WORK TO BE COMPLETED
Reproduce every one of the records below word for word, leaving nothing out and changing nothing.

Location identification records:
#####

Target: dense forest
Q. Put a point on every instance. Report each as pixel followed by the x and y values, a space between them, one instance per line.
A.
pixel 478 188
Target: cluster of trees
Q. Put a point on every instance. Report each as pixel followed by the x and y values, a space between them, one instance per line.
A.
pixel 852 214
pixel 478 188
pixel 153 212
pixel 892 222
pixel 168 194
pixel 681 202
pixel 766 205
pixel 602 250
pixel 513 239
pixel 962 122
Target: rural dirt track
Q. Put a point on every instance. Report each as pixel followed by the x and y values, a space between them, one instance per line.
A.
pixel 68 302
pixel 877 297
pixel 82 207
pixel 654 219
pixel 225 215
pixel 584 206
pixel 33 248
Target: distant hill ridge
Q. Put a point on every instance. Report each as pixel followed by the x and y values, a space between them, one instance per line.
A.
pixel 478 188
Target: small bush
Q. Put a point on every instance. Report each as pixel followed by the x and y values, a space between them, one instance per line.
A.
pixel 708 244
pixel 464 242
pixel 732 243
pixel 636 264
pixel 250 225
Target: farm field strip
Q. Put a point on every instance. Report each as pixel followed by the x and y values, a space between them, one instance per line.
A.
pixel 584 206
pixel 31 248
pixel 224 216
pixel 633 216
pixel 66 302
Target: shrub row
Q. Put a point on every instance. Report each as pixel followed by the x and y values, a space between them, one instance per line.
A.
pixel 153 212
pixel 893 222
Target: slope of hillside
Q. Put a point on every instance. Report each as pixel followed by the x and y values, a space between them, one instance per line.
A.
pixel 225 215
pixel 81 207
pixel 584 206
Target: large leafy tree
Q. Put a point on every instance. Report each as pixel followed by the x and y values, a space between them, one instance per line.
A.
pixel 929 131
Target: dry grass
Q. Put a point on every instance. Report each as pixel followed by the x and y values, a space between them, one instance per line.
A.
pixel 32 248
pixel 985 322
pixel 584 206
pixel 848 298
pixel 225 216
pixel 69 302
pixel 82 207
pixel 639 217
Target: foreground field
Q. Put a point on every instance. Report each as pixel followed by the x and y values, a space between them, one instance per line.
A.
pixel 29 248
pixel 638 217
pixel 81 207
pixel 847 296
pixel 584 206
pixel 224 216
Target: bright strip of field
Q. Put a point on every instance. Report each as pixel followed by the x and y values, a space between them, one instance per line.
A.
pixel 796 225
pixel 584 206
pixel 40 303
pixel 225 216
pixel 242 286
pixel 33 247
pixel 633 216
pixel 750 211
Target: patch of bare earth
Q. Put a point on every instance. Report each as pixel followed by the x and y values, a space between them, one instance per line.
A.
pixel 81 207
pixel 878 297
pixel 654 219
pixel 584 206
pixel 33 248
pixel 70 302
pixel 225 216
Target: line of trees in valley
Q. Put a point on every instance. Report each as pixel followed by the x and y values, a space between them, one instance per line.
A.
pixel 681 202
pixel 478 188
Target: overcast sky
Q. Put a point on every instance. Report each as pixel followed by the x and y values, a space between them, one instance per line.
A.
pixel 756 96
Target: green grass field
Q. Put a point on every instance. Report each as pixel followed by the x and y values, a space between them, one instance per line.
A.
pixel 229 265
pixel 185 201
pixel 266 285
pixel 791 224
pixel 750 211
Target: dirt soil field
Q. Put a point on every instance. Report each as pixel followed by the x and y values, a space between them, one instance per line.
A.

#####

RESULT BELOW
Target: dense forest
Q. Put a point on every instance. Report each as pixel followed by the x and y values, a space between them, one instance per line.
A.
pixel 478 188
Target: cluster of trees
Q. Put a point on every instance. Report each as pixel followed by the x and y values, a space between them, one instance per line.
A.
pixel 852 214
pixel 478 188
pixel 153 212
pixel 892 222
pixel 168 194
pixel 681 202
pixel 766 205
pixel 602 250
pixel 513 239
pixel 962 122
Target: rural dirt track
Q. Put a point on every instance. Report each as pixel followed by the x and y values, a space between them, one instance per line.
A.
pixel 68 302
pixel 877 297
pixel 82 207
pixel 654 219
pixel 225 215
pixel 584 206
pixel 33 248
Target: distant hill ridge
Q. Put a point on every instance. Report each as pixel followed by the x and y values, a space between them, one instance per line.
A.
pixel 478 188
Target: small bush
Q. Put a point on every instance. Report each as pixel followed by the x and y values, a space between them, one instance per line.
A.
pixel 708 244
pixel 464 242
pixel 732 243
pixel 636 264
pixel 250 225
Target: farm field strip
Q. Put a point on every instance. Report each as pixel followed by the x and y values, a space between them, one instance per line.
A.
pixel 584 206
pixel 31 248
pixel 224 216
pixel 633 216
pixel 66 302
Target: shrub row
Q. Put a point on every instance. Report each as pixel followed by the x and y values, a space between them, one instance per line.
A.
pixel 153 212
pixel 893 222
Target: slope of hillside
Q. Put a point on every instance. Report each as pixel followed by the x and y values, a space between them, one instance per line.
A.
pixel 225 215
pixel 81 207
pixel 584 206
Target: large leafy tree
Q. Put a point on every instance. Report each as pixel followed by the x and y values, a space between them, one instance per line.
A.
pixel 929 131
Target: dry grass
Q. Put a point on every instance. Report each as pixel followed by the x and y values, a space between them, one instance per line.
A.
pixel 32 248
pixel 985 322
pixel 584 206
pixel 848 298
pixel 225 216
pixel 69 302
pixel 82 207
pixel 639 217
Target: foreground field
Q. Put a point on every instance. Report each as pixel followed by the x and y values, a space between them, one instance per line.
A.
pixel 29 248
pixel 638 217
pixel 81 207
pixel 847 296
pixel 584 206
pixel 224 216
Target: bright strip of field
Q. Put a point on every instance. Report each as pixel followed by the x and y values, a space between them, one instance per line.
A.
pixel 796 225
pixel 584 206
pixel 40 303
pixel 225 216
pixel 242 286
pixel 33 247
pixel 633 216
pixel 750 211
Target: patch of bare earth
Q. Put a point on every instance. Report each as pixel followed by the x and y values, a space between them, one instance per line.
A.
pixel 81 207
pixel 878 297
pixel 654 219
pixel 584 206
pixel 33 248
pixel 70 302
pixel 225 216
Target: line of trees in valley
Q. Put a point on every instance. Report each as pixel followed by the x and y values, a space between them, one instance per line.
A.
pixel 681 202
pixel 478 188
Target: overcast sky
Q. Put a point on every instance. Report each as pixel followed by the x and y values, a space between them, one instance per line.
A.
pixel 756 96
Target: green grass field
Q. Put a point on every instance. Report each as pixel followed by the x and y values, a space between them, one instance per line.
A.
pixel 229 265
pixel 185 201
pixel 266 285
pixel 791 224
pixel 750 211
Target: dirt soil field
Q. Put a point on every instance. Report each as pixel followed by the x and y values, a space between them, one instance per line.
A.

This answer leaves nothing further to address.